● **Page excerpt**
◆ ◆ ◆

# West Bay Marsh



## Atxsalt (Oct 21, 2020)

smile says it all. Great day for you guys. Thanks for posting.


----------



## jay.bush1434 (Dec 27, 2014)

Great trip. Rich is a good guy.


----------



## APoole (Jun 23, 2020)

Was thinking about booking him for a trip with my son (8 yrs old). This will be his first time to fish saltwater (planning on having him fish a spinning rod rather than the long pole), wondering if you guys had thoughts on whether Rich would be the right guide for that type of day on the water.


----------



## APoole (Jun 23, 2020)

Great trip! Sorry didn't mean to steal the thread...


----------



## TX_Brad (Jun 8, 2018)

APoole said:


> Was thinking about booking him for a trip with my son (8 yrs old). This will be his first time to fish saltwater (planning on having him fish a spinning rod rather than the long pole), wondering if you guys had thoughts on whether Rich would be the right guide for that type of day on the water.


just sent you a text


----------



## Mardar1 (Aug 7, 2019)

TX_Brad said:


> just sent you a text


just got back in town, leaving tomorrow call or text 281 900 3287


----------



## Troutale87 (Jan 17, 2012)

Ice job! Congrats, beautiful fish


----------



## Troutale87 (Jan 17, 2012)

Troutale87 said:


> Ice job! Congrats, beautiful fish


*nice


----------



## Mardar1 (Aug 7, 2019)

APoole said:


> Was thinking about booking him for a trip with my son (8 yrs old). This will be his first time to fish saltwater (planning on having him fish a spinning rod rather than the long pole), wondering if you guys had thoughts on whether Rich would be the right guide for that type of day on the water.


Sorry , I am late , the answer is yes , spinning tackle nor problem for Rich and he is very calm when putting you on fish. Would be happy to to meet you and your so , I bet I can have casting my 7 wt in an hour. both my kids were casting fly rods in that time frame


----------



## EFraz (Oct 18, 2021)

◆ ◆ ◆

● **Problems**
a – Reproduce the West Bay Marsh thread verbatim between "Sorry , I am" and "(Oct 18, 2021)", inclusive.
b – Continue the West Bay Marsh thread from the point where it stops.

◆ ◆ ◆

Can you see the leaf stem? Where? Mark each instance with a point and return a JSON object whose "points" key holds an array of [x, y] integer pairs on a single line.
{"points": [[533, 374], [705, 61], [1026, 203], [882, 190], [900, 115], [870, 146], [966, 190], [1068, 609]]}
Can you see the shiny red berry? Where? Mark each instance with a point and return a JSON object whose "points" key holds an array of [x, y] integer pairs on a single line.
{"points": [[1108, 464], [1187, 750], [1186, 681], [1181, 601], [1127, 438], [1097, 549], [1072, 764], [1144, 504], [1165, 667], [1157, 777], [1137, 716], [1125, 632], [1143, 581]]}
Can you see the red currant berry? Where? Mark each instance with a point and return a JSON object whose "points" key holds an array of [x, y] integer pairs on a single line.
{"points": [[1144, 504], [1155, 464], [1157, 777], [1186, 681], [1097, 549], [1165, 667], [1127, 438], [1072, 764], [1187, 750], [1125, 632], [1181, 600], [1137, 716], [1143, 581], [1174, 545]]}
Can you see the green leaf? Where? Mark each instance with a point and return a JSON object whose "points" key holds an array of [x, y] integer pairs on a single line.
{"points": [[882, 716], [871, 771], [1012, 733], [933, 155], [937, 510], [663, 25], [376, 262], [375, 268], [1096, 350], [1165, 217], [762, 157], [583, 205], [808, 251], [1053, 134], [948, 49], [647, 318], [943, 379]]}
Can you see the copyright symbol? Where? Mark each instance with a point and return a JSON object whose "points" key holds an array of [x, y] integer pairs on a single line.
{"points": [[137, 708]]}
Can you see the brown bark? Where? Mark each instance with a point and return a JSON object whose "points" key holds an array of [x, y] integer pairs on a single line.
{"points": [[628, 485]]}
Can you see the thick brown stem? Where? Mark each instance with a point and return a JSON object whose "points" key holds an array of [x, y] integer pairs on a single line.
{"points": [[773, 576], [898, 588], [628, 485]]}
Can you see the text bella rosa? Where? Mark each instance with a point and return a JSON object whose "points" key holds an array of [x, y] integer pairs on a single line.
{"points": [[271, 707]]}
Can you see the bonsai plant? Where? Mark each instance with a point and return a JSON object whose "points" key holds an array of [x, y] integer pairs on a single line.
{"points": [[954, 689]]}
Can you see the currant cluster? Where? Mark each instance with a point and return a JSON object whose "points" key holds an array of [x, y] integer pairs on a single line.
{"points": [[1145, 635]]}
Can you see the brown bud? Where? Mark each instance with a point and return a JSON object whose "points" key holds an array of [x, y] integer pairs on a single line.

◆ ◆ ◆

● **Solved tasks**
a –
Sorry , I am late , the answer is yes , spinning tackle nor problem for Rich and he is very calm when putting you on fish. Would be happy to to meet you and your so , I bet I can have casting my 7 wt in an hour. both my kids were casting fly rods in that time frame


----------



## EFraz (Oct 18, 2021)

b –
Mardar1 said:


> Had a great day, hit the jackpot on Fly, Capt. Rich , "Galveston on the Fly" .was our Guide. My daughter got her first Red on fly!
> We had a great time and Rich was so good with her on "pointing out fish"
> View attachment 184863
> View attachment 184864
> .


Good to hear, Rich is on my shortlist for my next trip.


----------



## 024H6 (Jan 28, 2018)

APoole said:


> Was thinking about booking him for a trip with my son (8 yrs old). This will be his first time to fish saltwater (planning on having him fish a spinning rod rather than the long pole), wondering if you guys had thoughts on whether Rich would be the right guide for that type of day on the water.


Would definitely giving Rich a call. He’s as nice of a guy as they come and takes his kids out on the skiff regularly so when it comes to getting your son out there he’d be great for it.


----------



## Omar (Feb 4, 2017)

Fished with Rich a few years ago and can absolutely say he is a great guide and a very nice person. I’m sure he would do great with kids.


----------



## BDann (Apr 3, 2017)

Were you fishing with him again last Saturday? I ran into him back in the marsh on 12/4.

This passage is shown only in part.